Prompt → Reproduce the entire listing word for word.

** Start of Data provided **

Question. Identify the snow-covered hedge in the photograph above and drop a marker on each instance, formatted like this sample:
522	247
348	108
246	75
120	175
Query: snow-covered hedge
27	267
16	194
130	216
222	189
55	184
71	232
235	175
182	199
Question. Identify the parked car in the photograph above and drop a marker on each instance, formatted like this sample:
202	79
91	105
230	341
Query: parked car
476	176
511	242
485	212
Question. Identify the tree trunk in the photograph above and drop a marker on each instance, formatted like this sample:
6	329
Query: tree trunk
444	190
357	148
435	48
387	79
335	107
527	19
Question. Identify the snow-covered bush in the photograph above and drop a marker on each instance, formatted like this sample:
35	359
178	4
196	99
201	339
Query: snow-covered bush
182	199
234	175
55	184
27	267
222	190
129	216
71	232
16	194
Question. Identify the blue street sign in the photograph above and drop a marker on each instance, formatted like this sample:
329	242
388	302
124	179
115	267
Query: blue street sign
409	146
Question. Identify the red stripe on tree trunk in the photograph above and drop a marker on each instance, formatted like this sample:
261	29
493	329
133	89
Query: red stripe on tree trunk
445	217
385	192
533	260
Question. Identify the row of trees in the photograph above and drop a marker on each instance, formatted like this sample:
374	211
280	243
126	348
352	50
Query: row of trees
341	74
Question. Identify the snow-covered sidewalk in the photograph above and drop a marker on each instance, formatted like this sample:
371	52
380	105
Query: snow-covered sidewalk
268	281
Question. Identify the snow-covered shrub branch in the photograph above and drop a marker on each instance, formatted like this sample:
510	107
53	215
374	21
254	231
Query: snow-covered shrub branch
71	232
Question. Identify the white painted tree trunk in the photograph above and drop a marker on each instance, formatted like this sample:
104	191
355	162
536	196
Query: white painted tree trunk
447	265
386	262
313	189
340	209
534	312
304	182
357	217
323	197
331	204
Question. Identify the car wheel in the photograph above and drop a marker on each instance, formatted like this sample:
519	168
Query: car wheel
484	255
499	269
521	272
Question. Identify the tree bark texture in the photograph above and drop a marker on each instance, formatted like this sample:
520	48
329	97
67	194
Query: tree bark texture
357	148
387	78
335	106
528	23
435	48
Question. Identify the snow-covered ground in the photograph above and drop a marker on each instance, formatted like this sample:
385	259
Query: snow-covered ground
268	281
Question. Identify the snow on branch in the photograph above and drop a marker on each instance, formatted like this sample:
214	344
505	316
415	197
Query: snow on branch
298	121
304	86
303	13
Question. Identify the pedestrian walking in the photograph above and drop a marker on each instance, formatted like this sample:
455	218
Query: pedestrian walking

** End of Data provided **

Output for this exercise →
Question. Identify the snow-covered hedge in the photograph above and drop a marker on each instance, formatted like this sample:
522	247
348	108
246	75
120	175
Query: snow-covered hedge
27	267
16	194
130	216
222	189
55	184
71	232
235	175
182	199
Question. Identify the parked car in the photograph above and drop a marker on each instance, formatted like this sample:
202	79
91	105
230	341
Query: parked car
476	176
511	242
485	212
Question. Identify the tree trunk in the photograph above and drop a marker on each instance, formatted like this sample:
6	329
Query: tree trunk
444	190
357	148
435	48
387	79
335	107
527	19
Question. Identify the snow-covered bush in the photograph above and drop a marker on each instance, formatted like this sample:
35	359
178	4
196	99
201	339
Query: snow-covered bush
182	199
234	175
55	184
27	267
222	190
129	216
71	232
16	194
Question. Identify the blue street sign in the photograph above and drop a marker on each instance, formatted like this sample:
329	242
388	302
124	179
115	267
Query: blue street sign
409	146
Question. Identify the red stripe on tree trunk in the photograph above and drop a marker on each instance, formatted like this sample:
261	29
493	329
133	89
Query: red stripe on tree trunk
445	217
385	192
533	260
Question. Identify the row of trees in the photograph above and drop a marker on each instance, formatted like this sample:
374	211
280	243
126	348
352	50
Query: row of trees
341	74
Question. Identify the snow-covered sidewalk in the photograph above and drop a marker on each instance, formatted like this sample:
371	52
380	105
Query: snow-covered sidewalk
268	281
Question. Identify the snow-covered shrub branch in the photograph above and drop a marker on each instance, formatted like this sample:
510	107
53	215
374	21
254	231
Query: snow-covered shrub branch
71	232
Question. Identify the white painted tree trunk in the photograph above and drop a marker on each instance, formatted like this sample:
104	191
355	162
536	196
Query: white painted tree trunk
447	265
386	262
313	189
340	209
534	312
304	182
357	217
323	197
331	204
Question. Identify the car wheel in the photograph above and drop a marker on each instance, formatted like this sample:
519	168
Query: car wheel
484	255
499	269
521	272
Question. Identify the tree bark texture in the photograph above and drop a marker on each instance, formatted like this sample:
520	48
329	97
67	194
Query: tree bark texture
357	148
387	78
335	106
528	23
435	48
Question. Identify the snow-covered ground in the photograph above and drop a marker on each instance, formatted like this sample:
385	259
Query: snow-covered ground
268	281
Question. Identify the snow on branch in the photograph above and drop a marker on each instance, formatted like this sample:
214	344
505	316
415	197
Query: snow on branch
298	121
304	86
303	13
Question. Identify the pedestrian walking in the photograph above and drop a marker on each instance, formatted like this sample:
455	218
Query: pedestrian walking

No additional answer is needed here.